(Excerpts from segmentation records)
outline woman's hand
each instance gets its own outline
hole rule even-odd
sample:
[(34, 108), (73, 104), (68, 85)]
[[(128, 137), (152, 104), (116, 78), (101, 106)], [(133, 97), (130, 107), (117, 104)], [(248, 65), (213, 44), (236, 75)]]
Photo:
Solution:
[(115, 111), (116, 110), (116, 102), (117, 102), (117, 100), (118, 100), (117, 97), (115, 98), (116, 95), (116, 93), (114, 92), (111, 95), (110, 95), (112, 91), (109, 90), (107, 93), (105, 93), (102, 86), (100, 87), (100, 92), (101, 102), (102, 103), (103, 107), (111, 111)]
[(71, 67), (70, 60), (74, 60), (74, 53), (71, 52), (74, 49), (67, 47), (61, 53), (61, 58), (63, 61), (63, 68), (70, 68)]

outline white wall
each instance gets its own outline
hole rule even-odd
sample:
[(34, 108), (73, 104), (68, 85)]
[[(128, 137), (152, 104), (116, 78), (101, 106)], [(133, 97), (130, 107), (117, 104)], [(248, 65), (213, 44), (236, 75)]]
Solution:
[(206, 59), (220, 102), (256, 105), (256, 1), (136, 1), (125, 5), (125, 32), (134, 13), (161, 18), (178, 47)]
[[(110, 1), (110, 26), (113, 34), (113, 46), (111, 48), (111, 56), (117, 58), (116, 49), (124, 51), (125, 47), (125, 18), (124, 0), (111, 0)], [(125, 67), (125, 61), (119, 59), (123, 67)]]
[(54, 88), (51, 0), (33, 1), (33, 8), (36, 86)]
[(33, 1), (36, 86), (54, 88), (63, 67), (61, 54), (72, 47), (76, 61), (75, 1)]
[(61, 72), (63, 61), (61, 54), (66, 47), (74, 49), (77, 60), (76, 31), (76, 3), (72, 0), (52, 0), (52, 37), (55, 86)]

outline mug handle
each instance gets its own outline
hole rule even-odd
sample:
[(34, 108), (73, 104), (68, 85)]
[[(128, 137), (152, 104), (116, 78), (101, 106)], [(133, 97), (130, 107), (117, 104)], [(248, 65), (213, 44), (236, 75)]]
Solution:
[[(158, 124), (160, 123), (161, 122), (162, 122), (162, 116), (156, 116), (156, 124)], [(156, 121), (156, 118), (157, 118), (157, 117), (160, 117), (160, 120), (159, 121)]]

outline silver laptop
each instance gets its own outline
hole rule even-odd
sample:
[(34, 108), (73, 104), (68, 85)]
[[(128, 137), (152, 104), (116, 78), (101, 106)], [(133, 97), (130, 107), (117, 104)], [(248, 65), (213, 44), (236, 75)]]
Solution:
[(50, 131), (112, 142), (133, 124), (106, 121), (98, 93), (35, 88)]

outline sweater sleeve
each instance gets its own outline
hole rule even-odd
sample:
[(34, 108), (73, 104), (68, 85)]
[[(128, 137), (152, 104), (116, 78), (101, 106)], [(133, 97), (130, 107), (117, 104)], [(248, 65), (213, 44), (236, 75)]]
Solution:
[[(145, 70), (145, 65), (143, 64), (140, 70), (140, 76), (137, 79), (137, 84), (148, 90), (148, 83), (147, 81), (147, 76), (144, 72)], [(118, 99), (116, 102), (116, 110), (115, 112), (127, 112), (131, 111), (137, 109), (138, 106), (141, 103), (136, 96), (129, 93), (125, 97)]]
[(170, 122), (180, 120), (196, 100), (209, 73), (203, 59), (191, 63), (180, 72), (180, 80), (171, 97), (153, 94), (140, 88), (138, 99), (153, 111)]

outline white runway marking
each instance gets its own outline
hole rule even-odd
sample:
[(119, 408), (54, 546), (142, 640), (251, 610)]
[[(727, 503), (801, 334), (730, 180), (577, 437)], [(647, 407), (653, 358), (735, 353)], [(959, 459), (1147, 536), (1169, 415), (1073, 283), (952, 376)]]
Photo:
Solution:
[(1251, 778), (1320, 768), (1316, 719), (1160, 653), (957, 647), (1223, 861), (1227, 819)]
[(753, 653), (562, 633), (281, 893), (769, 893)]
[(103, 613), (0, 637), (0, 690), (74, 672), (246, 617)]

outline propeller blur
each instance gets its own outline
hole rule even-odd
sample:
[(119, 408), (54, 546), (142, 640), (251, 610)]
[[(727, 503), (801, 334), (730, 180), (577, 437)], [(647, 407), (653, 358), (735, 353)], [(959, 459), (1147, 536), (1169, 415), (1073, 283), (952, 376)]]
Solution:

= EXERCISE BRIEF =
Rewrite all of the records above, changing every "even-odd" to "nonzero" and leaving everything else the same.

= RESULT OF THIS TASK =
outline woman's hand
each instance gets its own outline
hole rule nonzero
sample:
[(34, 108), (73, 104), (68, 85)]
[[(128, 137), (152, 104), (116, 78), (101, 106)], [(133, 97), (130, 107), (117, 104)], [(248, 65), (213, 44), (236, 75)]]
Photo:
Solution:
[(115, 111), (116, 110), (116, 102), (117, 102), (117, 100), (118, 100), (117, 97), (115, 98), (116, 95), (116, 93), (114, 92), (111, 95), (110, 95), (112, 91), (109, 90), (107, 93), (105, 93), (102, 86), (100, 87), (100, 92), (101, 102), (102, 103), (103, 107), (111, 111)]
[(71, 67), (70, 60), (74, 60), (74, 53), (71, 52), (74, 49), (67, 47), (61, 53), (61, 58), (63, 61), (63, 68), (70, 68)]

outline white wall
each instance gets its own outline
hole rule nonzero
sample:
[(34, 108), (73, 104), (68, 85)]
[[(128, 137), (152, 104), (116, 78), (101, 106)], [(133, 97), (130, 107), (117, 104)], [(248, 65), (213, 44), (236, 75)]]
Solution:
[(206, 59), (220, 102), (256, 105), (256, 1), (136, 1), (125, 5), (125, 32), (134, 13), (161, 18), (178, 47)]
[[(110, 1), (110, 26), (113, 34), (113, 46), (111, 48), (111, 56), (117, 58), (116, 49), (124, 51), (125, 47), (125, 18), (124, 0), (111, 0)], [(125, 67), (125, 61), (119, 59), (123, 67)]]
[(54, 88), (51, 0), (33, 1), (33, 8), (36, 86)]
[(33, 1), (36, 86), (54, 88), (63, 67), (61, 54), (72, 47), (76, 61), (75, 1)]
[(61, 72), (63, 61), (61, 54), (66, 47), (74, 49), (77, 60), (76, 31), (76, 3), (72, 0), (52, 0), (52, 37), (55, 86)]

outline mug handle
each instance gets its own outline
hole rule nonzero
sample:
[(34, 108), (73, 104), (68, 85)]
[[(128, 137), (152, 104), (116, 78), (101, 106)], [(133, 97), (130, 107), (117, 104)], [(248, 65), (213, 44), (236, 75)]]
Solution:
[[(158, 124), (160, 123), (161, 122), (162, 122), (162, 116), (156, 116), (156, 124)], [(156, 121), (156, 118), (157, 118), (157, 117), (160, 117), (160, 120), (159, 121)]]

outline silver laptop
each instance gets its own outline
hole rule nonzero
sample:
[(34, 108), (73, 104), (68, 85)]
[[(128, 137), (152, 104), (116, 78), (101, 106)], [(133, 97), (130, 107), (117, 104)], [(248, 65), (213, 44), (236, 75)]]
Solution:
[(50, 131), (112, 142), (133, 124), (106, 121), (98, 93), (35, 88)]

outline sweater sleeve
each instance gets its own outline
hole rule nonzero
sample:
[(34, 108), (73, 104), (68, 85)]
[[(128, 137), (152, 104), (116, 78), (101, 106)], [(133, 97), (130, 107), (117, 104)], [(248, 65), (213, 44), (236, 75)]]
Solution:
[[(145, 70), (145, 65), (143, 64), (140, 70), (140, 76), (137, 79), (137, 84), (148, 90), (148, 83), (147, 81), (147, 76), (144, 72)], [(118, 99), (116, 102), (116, 110), (115, 112), (127, 112), (131, 111), (137, 109), (138, 106), (141, 103), (136, 96), (129, 93), (125, 97)]]
[(170, 122), (180, 120), (196, 100), (209, 73), (203, 59), (191, 63), (180, 72), (180, 80), (171, 97), (153, 94), (140, 88), (138, 99), (153, 111)]

outline white runway marking
each instance gets its own outline
hole rule nonzero
sample:
[(119, 408), (54, 546), (142, 640), (251, 610)]
[[(727, 503), (801, 334), (730, 180), (577, 437)], [(647, 407), (653, 358), (735, 353)], [(959, 459), (1147, 536), (1169, 415), (1073, 283), (952, 376)]]
Photo:
Solution:
[(1251, 778), (1320, 768), (1316, 719), (1160, 653), (957, 647), (1223, 861), (1227, 819)]
[(753, 653), (562, 633), (281, 893), (769, 893)]
[(103, 613), (0, 637), (0, 690), (74, 672), (246, 617)]

outline propeller blur
each instance gets its own outline
hole rule nonzero
sample:
[(119, 408), (54, 546), (142, 640), (251, 610)]
[[(727, 503), (801, 334), (730, 180), (577, 437)], [(647, 407), (653, 358), (735, 353)], [(959, 459), (1147, 536), (1169, 415), (1073, 283), (952, 376)]]
Solution:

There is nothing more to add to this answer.